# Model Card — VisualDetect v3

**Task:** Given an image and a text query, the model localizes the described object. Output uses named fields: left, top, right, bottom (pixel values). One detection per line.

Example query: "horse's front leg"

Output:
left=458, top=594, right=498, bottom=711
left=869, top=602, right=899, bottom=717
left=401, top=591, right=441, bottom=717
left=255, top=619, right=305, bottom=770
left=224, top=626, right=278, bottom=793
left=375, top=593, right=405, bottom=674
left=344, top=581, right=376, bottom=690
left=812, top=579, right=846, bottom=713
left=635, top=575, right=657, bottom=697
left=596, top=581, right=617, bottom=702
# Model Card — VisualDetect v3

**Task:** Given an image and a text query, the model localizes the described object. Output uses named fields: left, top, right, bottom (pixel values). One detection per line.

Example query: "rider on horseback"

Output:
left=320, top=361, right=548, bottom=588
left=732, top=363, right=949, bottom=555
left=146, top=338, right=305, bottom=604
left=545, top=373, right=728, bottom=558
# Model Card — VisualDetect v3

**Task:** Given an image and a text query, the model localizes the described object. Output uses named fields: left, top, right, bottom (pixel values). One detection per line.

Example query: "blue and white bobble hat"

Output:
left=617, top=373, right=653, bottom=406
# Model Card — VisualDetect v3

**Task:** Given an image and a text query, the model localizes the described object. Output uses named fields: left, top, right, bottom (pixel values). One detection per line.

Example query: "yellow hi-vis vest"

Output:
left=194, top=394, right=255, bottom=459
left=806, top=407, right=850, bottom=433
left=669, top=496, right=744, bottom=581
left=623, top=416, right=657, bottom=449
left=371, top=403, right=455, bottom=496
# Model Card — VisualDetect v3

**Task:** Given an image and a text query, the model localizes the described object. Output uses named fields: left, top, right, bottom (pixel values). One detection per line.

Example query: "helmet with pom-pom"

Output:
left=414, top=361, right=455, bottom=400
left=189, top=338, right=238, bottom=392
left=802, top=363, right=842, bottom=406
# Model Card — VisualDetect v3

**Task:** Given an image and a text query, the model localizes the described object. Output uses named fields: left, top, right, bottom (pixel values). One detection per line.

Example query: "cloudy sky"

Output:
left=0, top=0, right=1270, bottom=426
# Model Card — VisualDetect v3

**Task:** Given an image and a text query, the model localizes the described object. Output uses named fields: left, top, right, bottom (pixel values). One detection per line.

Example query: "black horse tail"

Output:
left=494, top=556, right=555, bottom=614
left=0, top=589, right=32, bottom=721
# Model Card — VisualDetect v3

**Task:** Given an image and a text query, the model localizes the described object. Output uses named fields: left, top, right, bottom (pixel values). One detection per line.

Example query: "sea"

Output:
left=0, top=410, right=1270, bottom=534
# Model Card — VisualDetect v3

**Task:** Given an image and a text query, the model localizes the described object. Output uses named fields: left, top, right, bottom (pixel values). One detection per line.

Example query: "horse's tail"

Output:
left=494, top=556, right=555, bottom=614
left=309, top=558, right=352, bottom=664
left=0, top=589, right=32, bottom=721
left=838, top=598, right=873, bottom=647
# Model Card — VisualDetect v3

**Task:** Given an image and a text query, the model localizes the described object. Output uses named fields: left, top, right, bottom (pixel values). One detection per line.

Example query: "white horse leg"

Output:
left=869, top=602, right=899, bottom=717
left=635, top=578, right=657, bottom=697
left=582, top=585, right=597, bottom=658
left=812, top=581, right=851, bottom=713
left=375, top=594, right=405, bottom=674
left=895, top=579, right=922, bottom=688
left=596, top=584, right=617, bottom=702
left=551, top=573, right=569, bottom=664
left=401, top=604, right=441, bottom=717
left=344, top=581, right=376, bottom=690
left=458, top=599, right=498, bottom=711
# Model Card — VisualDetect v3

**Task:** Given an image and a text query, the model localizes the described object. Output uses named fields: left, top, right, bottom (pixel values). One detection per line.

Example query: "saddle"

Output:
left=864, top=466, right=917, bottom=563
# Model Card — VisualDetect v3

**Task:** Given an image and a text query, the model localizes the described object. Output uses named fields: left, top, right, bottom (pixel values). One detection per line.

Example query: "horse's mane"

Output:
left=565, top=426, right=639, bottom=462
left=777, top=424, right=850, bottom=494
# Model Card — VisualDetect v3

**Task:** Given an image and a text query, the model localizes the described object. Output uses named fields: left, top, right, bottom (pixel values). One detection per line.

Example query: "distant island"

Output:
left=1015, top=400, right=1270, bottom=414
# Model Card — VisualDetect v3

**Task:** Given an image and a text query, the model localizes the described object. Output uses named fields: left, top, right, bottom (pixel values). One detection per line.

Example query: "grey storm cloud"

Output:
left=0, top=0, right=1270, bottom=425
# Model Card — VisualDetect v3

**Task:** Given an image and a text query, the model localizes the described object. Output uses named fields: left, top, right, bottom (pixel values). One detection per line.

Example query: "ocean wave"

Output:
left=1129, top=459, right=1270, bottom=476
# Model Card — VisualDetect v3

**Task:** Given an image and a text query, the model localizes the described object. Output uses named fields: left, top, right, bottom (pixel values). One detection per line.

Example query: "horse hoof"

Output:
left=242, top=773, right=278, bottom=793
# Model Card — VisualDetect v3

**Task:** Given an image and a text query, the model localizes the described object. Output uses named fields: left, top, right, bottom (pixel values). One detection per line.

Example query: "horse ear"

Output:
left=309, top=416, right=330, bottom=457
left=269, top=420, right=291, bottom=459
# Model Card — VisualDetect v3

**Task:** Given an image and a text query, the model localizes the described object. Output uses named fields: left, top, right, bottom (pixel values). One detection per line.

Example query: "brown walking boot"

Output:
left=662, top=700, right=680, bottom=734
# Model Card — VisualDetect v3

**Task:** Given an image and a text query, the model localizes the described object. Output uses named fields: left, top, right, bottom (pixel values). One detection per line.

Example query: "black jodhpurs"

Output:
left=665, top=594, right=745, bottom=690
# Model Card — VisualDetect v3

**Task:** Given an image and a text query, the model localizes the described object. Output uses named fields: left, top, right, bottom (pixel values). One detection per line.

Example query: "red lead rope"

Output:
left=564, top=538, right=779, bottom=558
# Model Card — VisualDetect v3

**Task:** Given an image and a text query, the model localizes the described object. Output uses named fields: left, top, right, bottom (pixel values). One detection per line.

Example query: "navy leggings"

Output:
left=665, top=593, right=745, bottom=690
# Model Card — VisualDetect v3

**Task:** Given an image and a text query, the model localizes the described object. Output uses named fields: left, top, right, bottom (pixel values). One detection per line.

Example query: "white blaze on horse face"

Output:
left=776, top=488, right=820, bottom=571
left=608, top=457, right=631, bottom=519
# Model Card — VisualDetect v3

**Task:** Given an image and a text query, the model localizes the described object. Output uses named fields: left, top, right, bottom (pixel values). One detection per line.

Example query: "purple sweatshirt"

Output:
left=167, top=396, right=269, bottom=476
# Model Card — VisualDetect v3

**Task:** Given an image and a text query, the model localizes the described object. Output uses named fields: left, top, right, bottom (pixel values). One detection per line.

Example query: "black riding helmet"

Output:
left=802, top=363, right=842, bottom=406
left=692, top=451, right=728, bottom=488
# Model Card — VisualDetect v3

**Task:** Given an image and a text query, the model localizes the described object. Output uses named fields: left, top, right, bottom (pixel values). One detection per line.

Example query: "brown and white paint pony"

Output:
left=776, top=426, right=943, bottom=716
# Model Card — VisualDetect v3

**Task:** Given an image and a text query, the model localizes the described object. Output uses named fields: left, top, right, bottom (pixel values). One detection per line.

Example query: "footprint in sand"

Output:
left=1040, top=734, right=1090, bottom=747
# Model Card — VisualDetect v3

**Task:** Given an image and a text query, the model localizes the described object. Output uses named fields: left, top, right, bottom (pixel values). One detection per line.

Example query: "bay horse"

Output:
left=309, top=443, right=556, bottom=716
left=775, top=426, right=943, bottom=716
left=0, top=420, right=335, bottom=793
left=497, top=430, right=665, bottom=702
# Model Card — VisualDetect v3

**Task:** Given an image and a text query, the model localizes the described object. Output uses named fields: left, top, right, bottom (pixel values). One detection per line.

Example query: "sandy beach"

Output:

------------------------------

Written exercise: State how many lines in the rows above contain the word "brown". Reply with the number alone.

Output for this task: 2